_Task description_. Report every line in the entries below that contains the word "Accept", copying each line in full. Matching is case-sensitive.

_Excerpts of labeled region data_.
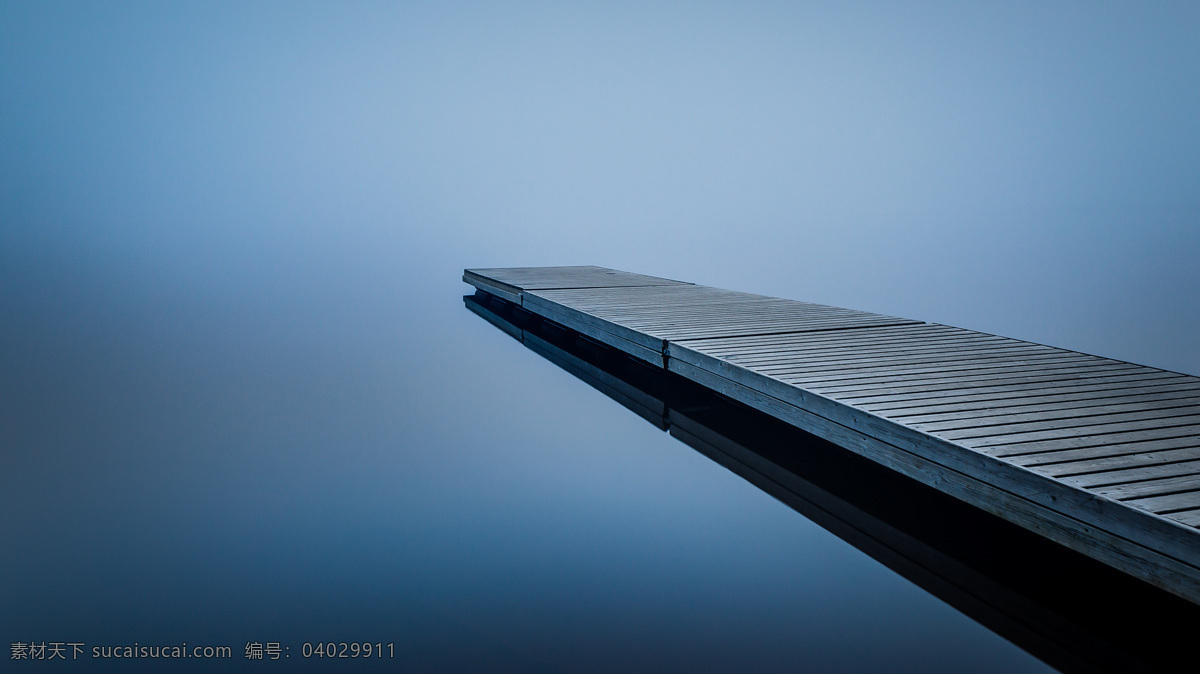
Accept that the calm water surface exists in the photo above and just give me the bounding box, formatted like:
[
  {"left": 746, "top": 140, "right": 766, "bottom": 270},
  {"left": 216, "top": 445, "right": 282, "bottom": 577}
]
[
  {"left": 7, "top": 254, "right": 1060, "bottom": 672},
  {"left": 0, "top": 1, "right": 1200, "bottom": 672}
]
* * *
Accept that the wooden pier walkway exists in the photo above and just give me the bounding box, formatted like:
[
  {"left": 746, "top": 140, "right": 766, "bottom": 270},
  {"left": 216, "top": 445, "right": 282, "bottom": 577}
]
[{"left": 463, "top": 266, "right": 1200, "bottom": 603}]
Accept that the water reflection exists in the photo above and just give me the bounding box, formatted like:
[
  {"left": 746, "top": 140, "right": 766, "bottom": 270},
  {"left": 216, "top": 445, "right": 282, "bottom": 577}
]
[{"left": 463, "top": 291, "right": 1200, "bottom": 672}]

_Finished exercise_.
Accept that the calm water surface exists in the photo above and just give me the bounding box, formatted like:
Accept that the wooden pier walkway exists in the photo above and just give me the bounding box, formatted like:
Accept that the water reflection exists in the photo above and just give me the bounding box, formatted like:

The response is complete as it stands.